◆ Problem description
What lines in this listing contain the string "below"? Report each one by copying it.

↓

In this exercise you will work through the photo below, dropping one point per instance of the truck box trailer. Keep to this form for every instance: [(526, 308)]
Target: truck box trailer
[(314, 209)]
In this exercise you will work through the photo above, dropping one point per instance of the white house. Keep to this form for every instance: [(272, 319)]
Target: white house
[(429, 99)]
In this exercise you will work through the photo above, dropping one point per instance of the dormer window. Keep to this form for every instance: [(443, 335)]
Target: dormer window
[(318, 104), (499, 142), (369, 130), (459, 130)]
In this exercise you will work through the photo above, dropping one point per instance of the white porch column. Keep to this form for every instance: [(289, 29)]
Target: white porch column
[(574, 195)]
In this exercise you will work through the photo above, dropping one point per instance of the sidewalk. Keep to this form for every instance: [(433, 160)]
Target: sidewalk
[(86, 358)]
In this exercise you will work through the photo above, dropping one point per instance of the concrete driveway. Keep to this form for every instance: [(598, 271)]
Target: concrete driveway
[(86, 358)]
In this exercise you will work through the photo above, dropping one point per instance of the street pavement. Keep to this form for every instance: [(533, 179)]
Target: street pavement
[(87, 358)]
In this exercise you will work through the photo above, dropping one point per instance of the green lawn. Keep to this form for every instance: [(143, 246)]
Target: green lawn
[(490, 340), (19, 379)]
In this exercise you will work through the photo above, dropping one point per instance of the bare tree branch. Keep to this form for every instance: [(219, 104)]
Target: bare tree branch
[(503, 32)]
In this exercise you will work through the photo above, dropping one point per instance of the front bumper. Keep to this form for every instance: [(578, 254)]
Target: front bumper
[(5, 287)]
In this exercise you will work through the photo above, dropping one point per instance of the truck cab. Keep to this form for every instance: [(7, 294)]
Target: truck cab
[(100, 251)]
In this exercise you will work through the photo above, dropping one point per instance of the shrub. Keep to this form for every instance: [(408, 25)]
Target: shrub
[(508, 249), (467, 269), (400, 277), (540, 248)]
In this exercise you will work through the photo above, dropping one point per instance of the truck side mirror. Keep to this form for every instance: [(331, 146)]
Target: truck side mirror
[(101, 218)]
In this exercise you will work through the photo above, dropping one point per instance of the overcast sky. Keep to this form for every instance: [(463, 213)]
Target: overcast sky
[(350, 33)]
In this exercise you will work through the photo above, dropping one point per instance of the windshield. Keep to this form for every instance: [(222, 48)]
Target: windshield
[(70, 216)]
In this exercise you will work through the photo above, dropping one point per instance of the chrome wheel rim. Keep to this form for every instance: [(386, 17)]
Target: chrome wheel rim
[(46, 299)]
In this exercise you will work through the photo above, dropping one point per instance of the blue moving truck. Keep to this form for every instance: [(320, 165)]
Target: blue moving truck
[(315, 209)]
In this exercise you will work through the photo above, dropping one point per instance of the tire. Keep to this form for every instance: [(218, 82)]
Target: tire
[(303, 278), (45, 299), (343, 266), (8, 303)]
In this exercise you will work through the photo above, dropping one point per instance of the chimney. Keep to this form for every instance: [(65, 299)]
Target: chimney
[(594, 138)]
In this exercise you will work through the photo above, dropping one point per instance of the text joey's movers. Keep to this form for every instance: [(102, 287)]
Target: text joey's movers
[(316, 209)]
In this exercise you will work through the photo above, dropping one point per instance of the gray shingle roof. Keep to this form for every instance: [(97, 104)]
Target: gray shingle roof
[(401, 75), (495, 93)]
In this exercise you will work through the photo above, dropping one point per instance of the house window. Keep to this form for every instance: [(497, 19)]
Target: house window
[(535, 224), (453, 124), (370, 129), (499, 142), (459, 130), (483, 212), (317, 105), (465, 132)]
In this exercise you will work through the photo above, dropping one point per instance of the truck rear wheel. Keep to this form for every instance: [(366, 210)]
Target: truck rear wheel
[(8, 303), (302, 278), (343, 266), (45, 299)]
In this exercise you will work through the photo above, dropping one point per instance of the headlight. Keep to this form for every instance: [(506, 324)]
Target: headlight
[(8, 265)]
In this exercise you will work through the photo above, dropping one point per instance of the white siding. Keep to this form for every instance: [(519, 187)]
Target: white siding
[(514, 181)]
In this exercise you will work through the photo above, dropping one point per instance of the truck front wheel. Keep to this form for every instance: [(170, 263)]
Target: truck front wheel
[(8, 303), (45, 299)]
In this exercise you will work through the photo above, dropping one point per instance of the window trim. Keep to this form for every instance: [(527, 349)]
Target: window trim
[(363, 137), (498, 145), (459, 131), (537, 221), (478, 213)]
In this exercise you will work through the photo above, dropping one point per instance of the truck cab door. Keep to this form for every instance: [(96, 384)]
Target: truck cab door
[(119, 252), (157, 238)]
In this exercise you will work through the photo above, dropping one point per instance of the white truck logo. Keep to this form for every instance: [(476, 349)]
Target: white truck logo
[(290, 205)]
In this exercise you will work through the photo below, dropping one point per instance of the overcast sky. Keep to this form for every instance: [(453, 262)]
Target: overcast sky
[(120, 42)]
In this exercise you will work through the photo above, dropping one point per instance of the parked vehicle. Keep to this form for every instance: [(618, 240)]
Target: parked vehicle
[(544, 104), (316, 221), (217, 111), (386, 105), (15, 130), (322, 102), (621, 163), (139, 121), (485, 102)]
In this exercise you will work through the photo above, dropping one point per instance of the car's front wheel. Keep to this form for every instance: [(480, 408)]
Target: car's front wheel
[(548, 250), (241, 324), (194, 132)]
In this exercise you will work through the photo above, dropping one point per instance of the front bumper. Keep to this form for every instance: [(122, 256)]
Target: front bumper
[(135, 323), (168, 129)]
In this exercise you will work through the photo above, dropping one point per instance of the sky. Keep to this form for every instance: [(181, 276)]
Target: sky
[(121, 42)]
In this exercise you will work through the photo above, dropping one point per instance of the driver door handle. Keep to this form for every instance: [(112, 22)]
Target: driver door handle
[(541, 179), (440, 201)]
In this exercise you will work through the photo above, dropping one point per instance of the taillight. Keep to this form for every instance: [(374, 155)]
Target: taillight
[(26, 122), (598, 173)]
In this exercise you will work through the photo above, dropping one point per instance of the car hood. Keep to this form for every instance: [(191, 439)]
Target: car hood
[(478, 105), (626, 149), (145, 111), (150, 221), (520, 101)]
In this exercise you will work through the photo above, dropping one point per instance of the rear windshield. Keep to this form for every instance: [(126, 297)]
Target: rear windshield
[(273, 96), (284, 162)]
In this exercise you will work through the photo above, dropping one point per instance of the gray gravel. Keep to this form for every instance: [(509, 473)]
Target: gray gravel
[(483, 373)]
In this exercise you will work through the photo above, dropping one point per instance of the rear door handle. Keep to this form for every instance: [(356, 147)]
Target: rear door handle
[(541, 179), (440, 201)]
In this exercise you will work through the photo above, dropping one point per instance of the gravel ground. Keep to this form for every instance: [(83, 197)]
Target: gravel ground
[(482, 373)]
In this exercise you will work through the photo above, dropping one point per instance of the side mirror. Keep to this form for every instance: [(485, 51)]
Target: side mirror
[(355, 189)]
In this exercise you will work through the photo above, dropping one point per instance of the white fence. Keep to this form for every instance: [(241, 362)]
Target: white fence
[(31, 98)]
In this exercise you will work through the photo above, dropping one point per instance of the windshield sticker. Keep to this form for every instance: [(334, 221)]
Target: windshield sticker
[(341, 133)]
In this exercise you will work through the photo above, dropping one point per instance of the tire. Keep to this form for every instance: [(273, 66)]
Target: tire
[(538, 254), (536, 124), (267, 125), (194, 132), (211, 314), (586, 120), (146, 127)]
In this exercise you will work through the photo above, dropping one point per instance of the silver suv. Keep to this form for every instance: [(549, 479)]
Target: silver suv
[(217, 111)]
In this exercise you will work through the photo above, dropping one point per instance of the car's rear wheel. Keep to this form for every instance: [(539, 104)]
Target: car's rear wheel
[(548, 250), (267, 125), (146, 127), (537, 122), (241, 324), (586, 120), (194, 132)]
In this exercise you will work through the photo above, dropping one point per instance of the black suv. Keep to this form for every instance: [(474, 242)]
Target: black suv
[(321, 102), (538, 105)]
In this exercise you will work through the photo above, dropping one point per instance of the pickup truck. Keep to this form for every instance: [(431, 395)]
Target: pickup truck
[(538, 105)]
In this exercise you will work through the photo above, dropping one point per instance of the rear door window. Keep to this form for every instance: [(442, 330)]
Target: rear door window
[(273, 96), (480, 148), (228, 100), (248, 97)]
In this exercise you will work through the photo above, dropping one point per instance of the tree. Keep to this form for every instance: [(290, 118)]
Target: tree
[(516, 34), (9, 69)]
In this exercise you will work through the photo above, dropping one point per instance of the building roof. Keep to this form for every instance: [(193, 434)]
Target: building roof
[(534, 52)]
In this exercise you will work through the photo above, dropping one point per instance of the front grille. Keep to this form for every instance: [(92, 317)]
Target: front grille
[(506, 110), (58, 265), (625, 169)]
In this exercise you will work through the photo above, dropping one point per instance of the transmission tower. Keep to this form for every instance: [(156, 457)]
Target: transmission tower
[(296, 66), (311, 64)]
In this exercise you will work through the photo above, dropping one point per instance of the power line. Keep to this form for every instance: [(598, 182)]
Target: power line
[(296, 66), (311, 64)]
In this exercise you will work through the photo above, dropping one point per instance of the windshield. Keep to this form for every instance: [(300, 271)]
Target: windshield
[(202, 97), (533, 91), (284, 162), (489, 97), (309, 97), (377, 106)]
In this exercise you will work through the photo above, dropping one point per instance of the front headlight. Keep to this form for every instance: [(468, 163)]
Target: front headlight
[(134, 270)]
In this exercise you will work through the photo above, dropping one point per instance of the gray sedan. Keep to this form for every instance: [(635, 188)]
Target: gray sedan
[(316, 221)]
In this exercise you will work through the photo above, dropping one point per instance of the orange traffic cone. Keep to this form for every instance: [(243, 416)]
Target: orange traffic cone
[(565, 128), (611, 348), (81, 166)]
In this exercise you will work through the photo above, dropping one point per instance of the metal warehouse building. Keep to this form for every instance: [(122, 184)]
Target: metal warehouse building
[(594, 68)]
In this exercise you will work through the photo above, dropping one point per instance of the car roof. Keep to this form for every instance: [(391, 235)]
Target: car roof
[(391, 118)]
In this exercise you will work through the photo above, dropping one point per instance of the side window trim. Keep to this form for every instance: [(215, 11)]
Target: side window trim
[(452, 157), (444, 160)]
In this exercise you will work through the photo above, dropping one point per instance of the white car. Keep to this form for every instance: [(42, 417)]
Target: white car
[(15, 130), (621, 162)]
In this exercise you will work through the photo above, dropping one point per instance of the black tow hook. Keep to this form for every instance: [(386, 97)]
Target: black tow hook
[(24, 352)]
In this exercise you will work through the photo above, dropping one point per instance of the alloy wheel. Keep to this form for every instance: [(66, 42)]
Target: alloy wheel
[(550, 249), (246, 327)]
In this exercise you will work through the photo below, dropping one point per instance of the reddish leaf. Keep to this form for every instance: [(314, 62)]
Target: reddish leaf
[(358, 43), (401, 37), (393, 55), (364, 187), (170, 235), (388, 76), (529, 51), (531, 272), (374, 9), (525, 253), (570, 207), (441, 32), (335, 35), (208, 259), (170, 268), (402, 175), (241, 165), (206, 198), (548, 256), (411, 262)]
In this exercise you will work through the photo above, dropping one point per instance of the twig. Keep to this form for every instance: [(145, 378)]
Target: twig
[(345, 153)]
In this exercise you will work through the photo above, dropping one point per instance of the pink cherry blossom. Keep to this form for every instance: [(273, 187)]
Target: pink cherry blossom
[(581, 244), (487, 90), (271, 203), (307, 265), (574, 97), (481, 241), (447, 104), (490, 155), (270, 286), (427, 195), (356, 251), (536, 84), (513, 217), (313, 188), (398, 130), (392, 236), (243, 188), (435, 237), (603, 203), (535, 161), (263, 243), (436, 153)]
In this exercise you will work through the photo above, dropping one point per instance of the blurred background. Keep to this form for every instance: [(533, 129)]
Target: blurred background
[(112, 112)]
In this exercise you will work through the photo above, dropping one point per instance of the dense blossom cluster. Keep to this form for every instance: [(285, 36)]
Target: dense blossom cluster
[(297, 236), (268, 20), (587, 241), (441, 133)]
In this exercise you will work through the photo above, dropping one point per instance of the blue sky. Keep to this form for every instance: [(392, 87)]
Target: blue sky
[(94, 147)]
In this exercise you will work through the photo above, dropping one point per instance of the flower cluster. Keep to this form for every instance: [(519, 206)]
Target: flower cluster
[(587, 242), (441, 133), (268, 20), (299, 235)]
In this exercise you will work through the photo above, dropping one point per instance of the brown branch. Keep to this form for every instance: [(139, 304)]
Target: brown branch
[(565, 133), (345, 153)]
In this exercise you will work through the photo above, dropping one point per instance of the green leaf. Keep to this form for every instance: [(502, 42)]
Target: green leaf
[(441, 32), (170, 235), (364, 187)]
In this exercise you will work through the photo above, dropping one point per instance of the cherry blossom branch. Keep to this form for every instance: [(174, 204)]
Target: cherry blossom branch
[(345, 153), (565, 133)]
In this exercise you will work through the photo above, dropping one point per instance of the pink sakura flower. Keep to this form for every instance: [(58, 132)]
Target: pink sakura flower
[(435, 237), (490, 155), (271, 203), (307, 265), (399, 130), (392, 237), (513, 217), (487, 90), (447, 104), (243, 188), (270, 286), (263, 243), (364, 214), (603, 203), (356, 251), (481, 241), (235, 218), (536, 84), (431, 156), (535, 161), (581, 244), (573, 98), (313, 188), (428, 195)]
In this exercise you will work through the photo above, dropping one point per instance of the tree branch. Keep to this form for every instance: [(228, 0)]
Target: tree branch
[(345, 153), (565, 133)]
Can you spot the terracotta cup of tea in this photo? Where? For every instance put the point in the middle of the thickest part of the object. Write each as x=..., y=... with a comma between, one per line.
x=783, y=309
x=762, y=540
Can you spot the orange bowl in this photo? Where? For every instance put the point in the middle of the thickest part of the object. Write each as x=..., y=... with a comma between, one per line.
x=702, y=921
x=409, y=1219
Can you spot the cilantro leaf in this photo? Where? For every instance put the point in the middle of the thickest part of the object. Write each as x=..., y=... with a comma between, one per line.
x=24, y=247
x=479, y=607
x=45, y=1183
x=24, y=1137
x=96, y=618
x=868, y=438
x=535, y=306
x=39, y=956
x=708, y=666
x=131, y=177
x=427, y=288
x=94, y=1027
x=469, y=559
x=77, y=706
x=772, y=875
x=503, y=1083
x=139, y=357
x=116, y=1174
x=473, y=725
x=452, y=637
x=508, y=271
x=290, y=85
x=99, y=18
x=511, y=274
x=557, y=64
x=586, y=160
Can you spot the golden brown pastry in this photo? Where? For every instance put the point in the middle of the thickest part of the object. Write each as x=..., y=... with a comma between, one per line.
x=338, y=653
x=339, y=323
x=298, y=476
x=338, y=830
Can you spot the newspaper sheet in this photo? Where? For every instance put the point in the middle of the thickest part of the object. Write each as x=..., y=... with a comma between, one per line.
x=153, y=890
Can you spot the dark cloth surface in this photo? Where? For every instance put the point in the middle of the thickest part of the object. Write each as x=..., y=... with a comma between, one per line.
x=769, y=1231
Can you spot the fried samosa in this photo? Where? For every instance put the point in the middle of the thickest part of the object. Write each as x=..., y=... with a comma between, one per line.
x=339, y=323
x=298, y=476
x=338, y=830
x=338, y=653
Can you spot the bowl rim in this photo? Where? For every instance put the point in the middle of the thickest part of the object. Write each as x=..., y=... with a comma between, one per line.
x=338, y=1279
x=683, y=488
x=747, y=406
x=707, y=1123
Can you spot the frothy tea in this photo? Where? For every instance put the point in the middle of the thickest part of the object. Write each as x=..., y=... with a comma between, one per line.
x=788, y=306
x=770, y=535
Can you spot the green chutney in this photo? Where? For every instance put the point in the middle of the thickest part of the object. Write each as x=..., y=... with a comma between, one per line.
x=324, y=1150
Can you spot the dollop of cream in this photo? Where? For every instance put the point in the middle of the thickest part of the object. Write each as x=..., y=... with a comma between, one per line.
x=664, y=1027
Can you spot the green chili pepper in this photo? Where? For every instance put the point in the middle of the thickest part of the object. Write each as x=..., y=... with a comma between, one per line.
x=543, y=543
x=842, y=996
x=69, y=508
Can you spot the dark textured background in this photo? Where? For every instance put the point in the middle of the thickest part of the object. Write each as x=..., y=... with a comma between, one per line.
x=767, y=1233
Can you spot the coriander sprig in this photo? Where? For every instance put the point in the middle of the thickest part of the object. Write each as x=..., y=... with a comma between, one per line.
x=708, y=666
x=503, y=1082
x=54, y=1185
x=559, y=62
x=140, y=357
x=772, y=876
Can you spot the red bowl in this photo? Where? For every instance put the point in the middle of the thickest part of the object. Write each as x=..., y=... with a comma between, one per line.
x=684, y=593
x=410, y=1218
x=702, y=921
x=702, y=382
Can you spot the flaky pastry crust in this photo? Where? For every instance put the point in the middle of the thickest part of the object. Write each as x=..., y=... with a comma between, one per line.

↑

◆ Output of the task
In this exercise you will work through the photo below, dropping one point per instance of the truck box trailer. Keep to this form for every instance: [(526, 308)]
In this exercise you will work through the photo below, dropping one point per instance of the overcast sky. Keep to this form for every instance: [(453, 262)]
In this exercise you will work through the photo below, dropping one point per instance of the reddish leaf. Keep to this form for every instance: [(314, 62)]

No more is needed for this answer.